WORK TO DO: In the passage on infant object re-identification below, what principle did Baillargeon (2008) propose that infants employ?

start ARTICLE

The primary hypothesis of the present paper is that a pre-motor representation of agency as a cause of both motion and featural change plays a critical role, throughout infancy and into early childhood, in the developing ability to represent objects as persistent through time, and therefore in the developing ability to re-identify objects as individuals across increasingly large gaps in observation. A corollary of this hypothesis is that the ability to represent an internal or remote mechanism—particularly an unobserved mechanism—as a cause of either motion and featural change is derivative, by structure mapping inferences, from the ability to represent agents as causes. If this hypothesis is correct, the human bias toward agency survives from infancy into adulthood because mechanism-based causal reasoning is in fact harder than agent-based causal reasoning: it requires additional inferential steps and therefore additional neurocognitive capabilities and resources. The remainder of this section reviews evidence supporting the hypothesis that pre-motor representations of causality enable object re-identification across gaps in observation. The next section reviews evidence that mechanism-driven causation is an obligate analog of agency-driven causation. The final section discusses experimental designs to further test the resulting model of object re-identification.

Alert infants are not indifferent to changes occurring in their environments; however, the changes to which they are sensitive are highly dependent on both age and experience. Four and a half month-old infants, for example, are initially unable to segregate displays of unfamiliar stationary solid objects into distinct, bounded entities, but with appropriate experience with objects similar to those displayed can do so (Needham et al., 2005). Spelke (1994) synthesized results from early experiments with infant object segregation and re-identification to propose that infants employ innate “principles” of cohesion and continuity of motion to segregate objects, and an innate principle of physical contact for the transmission of mechanical forces. This latter principle applies in particular to inanimate objects, which are typically not self-propelled and hence move only when acted upon by an agent; it applies, moreover, to physical contact that has been observed. With results from many subsequent studies, Baillargeon (2008) generalized from the principles of cohesion and continuity of motion to propose that infants employ an innate principle of persistence for both objects and their attended properties, with the explicit proviso that the types of properties taken to be persistent depend on age and experience (see also Baillargeon et al., 2011, 2012). Statements that such principles constitute a fundamental form of “knowledge” (Spelke, 1994) or inform infants’ “reasoning” (Baillargeon, 2008) about objects do not, however, shed any light on how such principles might be implemented by the developing neurocognitive system, nor can they be taken to imply that infants are reflectively aware of either the principles that they appear to employ or the inferences that such principles might entail (Fields, 2013a).

end ARTICLE
start INFORMATION SUPPLIED

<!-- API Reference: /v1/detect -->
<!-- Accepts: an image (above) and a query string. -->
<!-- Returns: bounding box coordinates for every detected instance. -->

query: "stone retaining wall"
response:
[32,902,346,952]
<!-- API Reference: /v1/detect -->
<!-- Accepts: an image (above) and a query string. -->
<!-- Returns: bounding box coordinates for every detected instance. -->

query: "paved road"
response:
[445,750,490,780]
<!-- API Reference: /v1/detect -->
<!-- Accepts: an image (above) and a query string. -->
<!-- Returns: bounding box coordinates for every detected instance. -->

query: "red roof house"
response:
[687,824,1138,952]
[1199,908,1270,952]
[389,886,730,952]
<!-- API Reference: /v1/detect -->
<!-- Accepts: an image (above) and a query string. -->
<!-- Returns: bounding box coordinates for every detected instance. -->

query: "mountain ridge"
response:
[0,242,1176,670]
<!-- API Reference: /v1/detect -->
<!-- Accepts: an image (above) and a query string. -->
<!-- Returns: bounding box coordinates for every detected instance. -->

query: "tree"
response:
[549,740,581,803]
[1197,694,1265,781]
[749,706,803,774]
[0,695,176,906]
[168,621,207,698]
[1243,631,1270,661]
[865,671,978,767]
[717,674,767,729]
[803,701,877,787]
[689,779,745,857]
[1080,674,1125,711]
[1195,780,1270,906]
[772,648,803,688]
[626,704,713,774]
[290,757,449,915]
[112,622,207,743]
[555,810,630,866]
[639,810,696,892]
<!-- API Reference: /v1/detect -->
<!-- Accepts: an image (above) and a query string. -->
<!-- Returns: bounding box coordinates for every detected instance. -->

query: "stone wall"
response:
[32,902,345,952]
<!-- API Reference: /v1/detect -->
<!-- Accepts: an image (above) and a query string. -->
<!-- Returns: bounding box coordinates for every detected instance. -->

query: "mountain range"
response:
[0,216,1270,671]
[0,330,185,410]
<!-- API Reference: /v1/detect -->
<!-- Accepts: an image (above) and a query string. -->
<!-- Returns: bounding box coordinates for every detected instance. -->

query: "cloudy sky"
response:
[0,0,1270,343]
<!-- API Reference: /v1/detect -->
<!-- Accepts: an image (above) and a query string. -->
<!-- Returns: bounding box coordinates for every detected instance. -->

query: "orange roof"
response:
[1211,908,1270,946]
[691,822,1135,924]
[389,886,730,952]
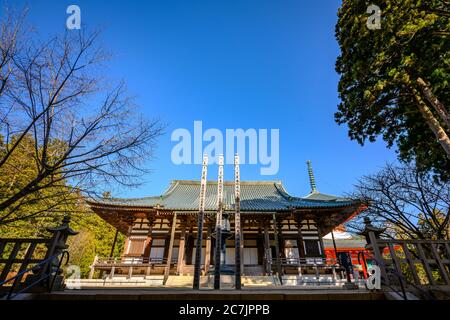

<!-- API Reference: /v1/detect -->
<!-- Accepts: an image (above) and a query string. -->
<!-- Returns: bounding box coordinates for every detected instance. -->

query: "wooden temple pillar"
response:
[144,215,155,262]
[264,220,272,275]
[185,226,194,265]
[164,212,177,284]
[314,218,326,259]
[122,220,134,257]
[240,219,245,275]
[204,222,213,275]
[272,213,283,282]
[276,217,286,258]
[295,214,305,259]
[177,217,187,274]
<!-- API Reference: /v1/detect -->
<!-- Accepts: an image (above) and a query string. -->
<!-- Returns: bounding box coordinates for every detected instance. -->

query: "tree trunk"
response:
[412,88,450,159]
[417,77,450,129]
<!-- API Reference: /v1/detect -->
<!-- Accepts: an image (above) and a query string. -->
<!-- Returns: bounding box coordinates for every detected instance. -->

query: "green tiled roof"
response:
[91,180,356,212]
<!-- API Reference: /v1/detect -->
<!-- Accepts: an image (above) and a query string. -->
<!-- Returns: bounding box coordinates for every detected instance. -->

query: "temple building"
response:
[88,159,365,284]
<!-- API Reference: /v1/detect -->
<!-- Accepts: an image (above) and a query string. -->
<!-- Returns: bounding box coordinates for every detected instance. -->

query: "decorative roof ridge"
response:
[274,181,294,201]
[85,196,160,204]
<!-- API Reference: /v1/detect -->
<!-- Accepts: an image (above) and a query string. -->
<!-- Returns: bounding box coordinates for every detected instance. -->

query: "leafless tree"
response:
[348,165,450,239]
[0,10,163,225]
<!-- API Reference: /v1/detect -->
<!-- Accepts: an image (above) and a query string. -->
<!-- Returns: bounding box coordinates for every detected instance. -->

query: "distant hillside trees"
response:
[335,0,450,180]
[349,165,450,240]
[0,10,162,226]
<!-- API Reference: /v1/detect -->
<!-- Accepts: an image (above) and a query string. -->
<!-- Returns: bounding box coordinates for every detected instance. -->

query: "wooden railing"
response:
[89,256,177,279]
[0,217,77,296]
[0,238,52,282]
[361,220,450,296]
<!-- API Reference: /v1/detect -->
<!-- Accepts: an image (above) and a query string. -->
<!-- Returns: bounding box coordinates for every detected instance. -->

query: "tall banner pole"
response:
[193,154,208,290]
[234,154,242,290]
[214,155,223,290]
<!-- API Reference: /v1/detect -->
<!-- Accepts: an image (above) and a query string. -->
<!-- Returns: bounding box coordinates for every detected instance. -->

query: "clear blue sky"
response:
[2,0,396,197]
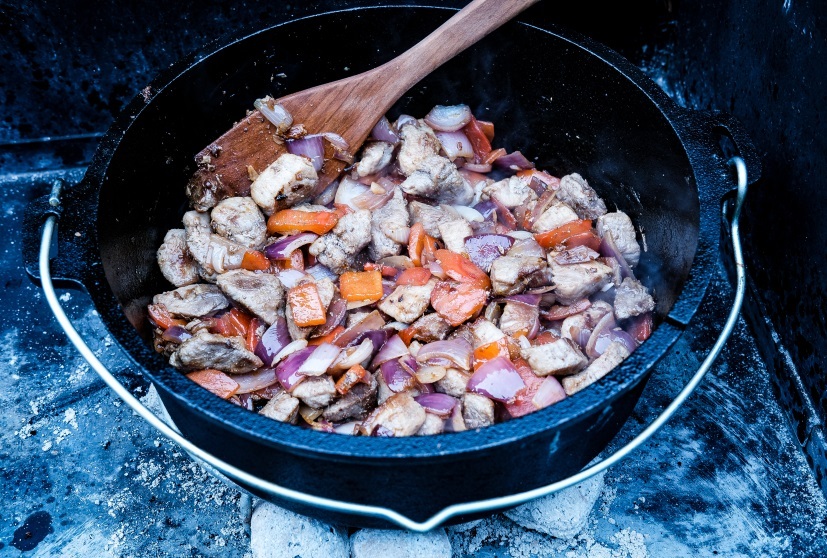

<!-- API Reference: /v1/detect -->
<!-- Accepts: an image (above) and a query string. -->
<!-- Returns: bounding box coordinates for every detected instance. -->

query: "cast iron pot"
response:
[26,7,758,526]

end INFORMATION SUPPLIED

ANSWER TO THE TASK: An innate principle of persistence for both objects and their attended properties.